Brief: Your task is to retype every entry exactly while omitting the pictures.

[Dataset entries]

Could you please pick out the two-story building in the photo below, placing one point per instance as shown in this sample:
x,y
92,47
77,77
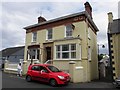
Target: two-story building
x,y
64,39
114,45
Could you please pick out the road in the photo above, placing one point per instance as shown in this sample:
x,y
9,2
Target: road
x,y
13,81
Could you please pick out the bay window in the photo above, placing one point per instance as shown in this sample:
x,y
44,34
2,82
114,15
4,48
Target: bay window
x,y
68,30
49,34
33,54
66,51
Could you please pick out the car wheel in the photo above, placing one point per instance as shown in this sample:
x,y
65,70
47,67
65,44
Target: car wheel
x,y
28,78
53,82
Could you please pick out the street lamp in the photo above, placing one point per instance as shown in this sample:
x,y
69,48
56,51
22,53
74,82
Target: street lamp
x,y
103,46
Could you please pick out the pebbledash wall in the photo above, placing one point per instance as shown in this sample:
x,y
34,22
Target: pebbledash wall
x,y
114,44
84,37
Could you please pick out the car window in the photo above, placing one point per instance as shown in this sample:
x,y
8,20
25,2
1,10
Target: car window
x,y
36,68
53,69
44,69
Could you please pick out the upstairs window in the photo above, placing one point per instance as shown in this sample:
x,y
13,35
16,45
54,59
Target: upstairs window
x,y
69,29
49,34
34,36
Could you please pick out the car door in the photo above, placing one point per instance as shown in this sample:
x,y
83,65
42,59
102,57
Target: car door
x,y
35,72
44,75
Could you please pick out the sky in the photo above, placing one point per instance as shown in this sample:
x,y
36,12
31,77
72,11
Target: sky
x,y
17,14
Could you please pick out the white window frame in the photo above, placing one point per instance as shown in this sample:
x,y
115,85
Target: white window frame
x,y
66,30
89,33
47,34
36,53
33,37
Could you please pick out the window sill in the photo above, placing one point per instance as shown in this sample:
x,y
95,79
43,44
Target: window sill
x,y
68,59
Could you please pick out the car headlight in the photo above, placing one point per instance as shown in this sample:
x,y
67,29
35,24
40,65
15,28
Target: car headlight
x,y
61,77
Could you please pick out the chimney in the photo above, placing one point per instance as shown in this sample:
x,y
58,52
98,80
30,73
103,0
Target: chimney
x,y
41,19
110,17
88,8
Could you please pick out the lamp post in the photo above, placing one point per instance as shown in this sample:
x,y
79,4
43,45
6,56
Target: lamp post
x,y
103,46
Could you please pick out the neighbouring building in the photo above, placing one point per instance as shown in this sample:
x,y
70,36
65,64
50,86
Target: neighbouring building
x,y
114,44
13,54
61,40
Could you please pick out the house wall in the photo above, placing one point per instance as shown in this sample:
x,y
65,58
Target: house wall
x,y
93,63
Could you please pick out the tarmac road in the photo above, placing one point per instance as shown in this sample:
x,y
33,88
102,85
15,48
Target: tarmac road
x,y
13,81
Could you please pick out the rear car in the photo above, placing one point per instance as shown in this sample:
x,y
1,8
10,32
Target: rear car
x,y
47,73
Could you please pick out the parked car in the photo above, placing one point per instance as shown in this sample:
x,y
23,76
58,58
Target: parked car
x,y
47,73
116,83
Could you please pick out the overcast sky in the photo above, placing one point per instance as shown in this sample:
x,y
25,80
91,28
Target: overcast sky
x,y
15,15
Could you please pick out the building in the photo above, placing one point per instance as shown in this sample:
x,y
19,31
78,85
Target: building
x,y
61,40
13,54
114,44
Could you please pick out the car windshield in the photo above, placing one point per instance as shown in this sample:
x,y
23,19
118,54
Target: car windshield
x,y
53,69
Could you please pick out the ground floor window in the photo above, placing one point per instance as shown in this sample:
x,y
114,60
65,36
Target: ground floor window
x,y
66,51
33,54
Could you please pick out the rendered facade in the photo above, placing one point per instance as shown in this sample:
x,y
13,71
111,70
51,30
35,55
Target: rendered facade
x,y
114,44
64,39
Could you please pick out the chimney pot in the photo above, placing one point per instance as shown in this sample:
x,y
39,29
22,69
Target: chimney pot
x,y
41,19
110,17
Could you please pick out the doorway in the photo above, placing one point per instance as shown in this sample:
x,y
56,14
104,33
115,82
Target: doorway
x,y
48,53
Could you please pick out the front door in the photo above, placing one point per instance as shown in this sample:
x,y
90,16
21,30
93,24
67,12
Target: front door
x,y
48,53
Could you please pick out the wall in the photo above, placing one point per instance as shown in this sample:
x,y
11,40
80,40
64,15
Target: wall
x,y
116,54
90,69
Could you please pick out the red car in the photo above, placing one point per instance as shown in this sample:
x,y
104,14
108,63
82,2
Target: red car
x,y
47,73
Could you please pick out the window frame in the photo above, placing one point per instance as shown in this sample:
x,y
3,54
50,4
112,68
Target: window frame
x,y
47,34
71,30
37,53
33,36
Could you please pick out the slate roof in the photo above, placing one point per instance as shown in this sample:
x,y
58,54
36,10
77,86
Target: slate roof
x,y
10,51
65,17
114,27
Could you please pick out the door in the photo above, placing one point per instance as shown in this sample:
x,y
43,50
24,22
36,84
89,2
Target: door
x,y
44,75
48,52
35,72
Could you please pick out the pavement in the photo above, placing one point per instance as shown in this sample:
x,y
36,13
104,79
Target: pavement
x,y
13,81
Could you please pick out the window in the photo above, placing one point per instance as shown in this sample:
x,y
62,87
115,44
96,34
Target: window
x,y
69,29
34,36
33,54
49,34
67,51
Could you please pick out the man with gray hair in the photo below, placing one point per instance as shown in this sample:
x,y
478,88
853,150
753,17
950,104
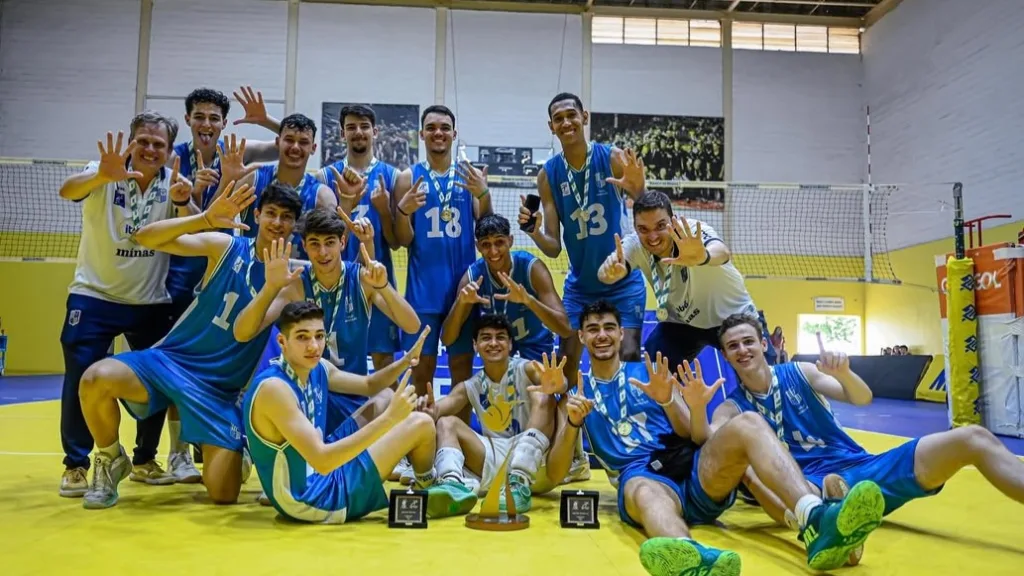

Answer space:
Could you please pick out the two-story building in the photo below, placing one point per instance as shown in this sample:
x,y
92,47
77,77
Target: two-story building
x,y
64,39
114,45
Could you please pick out the road in the photo above, placing one point per instance as shown in this sample:
x,y
9,2
Target: road
x,y
13,81
Could you please pick out the bay window in the photo above, placing one point per instance as shown in this sample:
x,y
44,34
2,82
114,15
4,48
Target: bay window
x,y
68,30
49,34
33,54
66,51
Could you please pick out the car wheel in the photo above, placing one point per instance as shown in this sample:
x,y
65,70
47,67
65,44
Target: car wheel
x,y
28,78
53,82
Could you please pick out the street lamp in the photo above, placing one point per instance as shown in this sample:
x,y
69,48
56,51
22,53
74,82
Target: street lamp
x,y
103,46
Could you please pick out the pebbledash wall in the photo above, placing one point per instance as shown in this sample:
x,y
34,22
Target: pebbledash wall
x,y
114,44
84,37
Could you please pick out the car window in the photo above, placing one point per instance as shown in this sample:
x,y
8,20
25,2
1,10
Target: car window
x,y
36,68
53,69
44,69
Could you please pick out the upstairs window in the photo above, placing one point per instance as shown in this sample:
x,y
13,35
16,45
54,59
Target: upstairs window
x,y
69,29
49,34
34,36
Could you please pick out the car door in the photo above, placing one point per instance as shown in this sample:
x,y
83,65
42,59
102,57
Target: car door
x,y
35,72
44,75
Could you please pick out the sky in the photo above, placing one point per instance as shown in this sample:
x,y
36,12
31,77
72,11
Target: sky
x,y
17,14
Could you please pick out the white window frame in the photo above, placing one point per instance as shown in this sample:
x,y
115,85
Target: white window frame
x,y
66,30
89,33
47,34
36,53
33,37
Could you please pick out the window sill in the photo above, placing one point per instance as shown in this sample:
x,y
95,79
43,44
Target: window sill
x,y
68,59
Could you please pick out the car headlight in the photo above, placing one point per instance as shown in this sample:
x,y
67,29
35,24
40,65
15,28
Target: car headlight
x,y
61,77
Could you please pick out the chimney in the photo above, placing one point per instance as shown in this sample:
x,y
58,52
98,80
30,73
103,0
Target: chimney
x,y
41,19
110,17
88,8
Could you please pick out the lamp post in the photo above, placing one point per instance as shown in this sample:
x,y
79,4
43,45
6,56
Target: lamp post
x,y
103,46
Could you please pick out the neighbouring building in the photo above, placing one point per instance as shown in this sample:
x,y
70,36
65,64
50,86
Target: neighbouring building
x,y
114,44
13,54
61,40
Could you please pick out the house wall in the photo above, placing one point per instance as shown in this sample:
x,y
65,58
Target: house wall
x,y
93,63
Could you please pick out the tarmac road in the photo above, placing one point per instance as shown in this sample:
x,y
33,88
102,85
15,48
Target: tarmac road
x,y
13,81
Could you please pick out the rear car in the photo above, placing one point per instance as shown in this sample:
x,y
1,8
10,32
Target: rear car
x,y
47,73
Could you please pick out the parked car in the photo above, placing one point per instance as shown in this sample:
x,y
23,76
58,58
Target: parked car
x,y
47,73
116,83
Could you please pick out the overcast sky in the photo above, placing one point per instance as shown in this sample:
x,y
25,80
91,28
Target: overcast sky
x,y
15,15
Could you please pick out the building in the photo above, placing one point per instance as shown in this sample:
x,y
19,31
78,85
Target: building
x,y
61,40
13,54
114,44
Could you please pick out the car windshield in the photo above, placing one point per instance as shown in this sample:
x,y
23,19
118,54
Target: car windshield
x,y
53,69
Could you please pick out the ground floor window in the photo above, placing one point per instance as shown in this sample:
x,y
114,60
65,36
Target: ground floor window
x,y
66,51
33,54
Could you please pick out the rendered facade in the photo above, placing one point per instance as shown in this sample:
x,y
13,71
111,70
51,30
35,55
Target: rendered facade
x,y
114,44
64,39
Could you please pick out the chimney pot in the photo above, placing one point per instance as shown in this sample:
x,y
39,29
22,69
Target: chimney pot
x,y
41,19
110,17
Could you please pick out the doorway in the photo above, placing one point per instance as shown in this sample:
x,y
56,14
104,33
115,82
Target: doorway
x,y
48,53
Could you please pick out the front door in the photo above, placing one point per instance as shown in this sample:
x,y
90,16
21,30
93,24
67,12
Target: front door
x,y
48,53
Could you please pick out the wall in the photo above, placing one point per instance as shown in this sample:
x,y
11,40
80,40
64,15
Target: wall
x,y
116,54
90,69
Could you please pick out the red car in the photo above, placing one point per instance as shown in this sample:
x,y
104,14
108,63
82,2
Target: red car
x,y
47,73
Could you please pick out the window frame in the photo above, placing one point per instance as shown in this sample:
x,y
3,54
50,4
112,68
Target: window frame
x,y
47,34
71,30
37,53
33,36
Could you please pick out the slate roof in the photo above, placing one point per instance as shown in this sample:
x,y
58,54
36,10
77,86
Target: slate roof
x,y
10,51
65,17
114,27
Could you please pick out the door in the photo above, placing one point per instance as shown in this sample:
x,y
43,50
24,22
36,84
89,2
Target: door
x,y
44,75
48,52
35,72
Could you please pick out the pavement in the photo above, placing one point per instance as shown in this sample:
x,y
36,13
104,79
Target: pavement
x,y
13,81
Could you please pick out the window in the photo above, placing one point per instance as shown in this sample:
x,y
62,87
115,44
96,34
Target: window
x,y
69,29
34,36
33,54
49,34
67,51
Could you please pick out the man with gray hair in the photo below, placing one point per instance as shown in this sample:
x,y
478,88
853,150
753,17
950,104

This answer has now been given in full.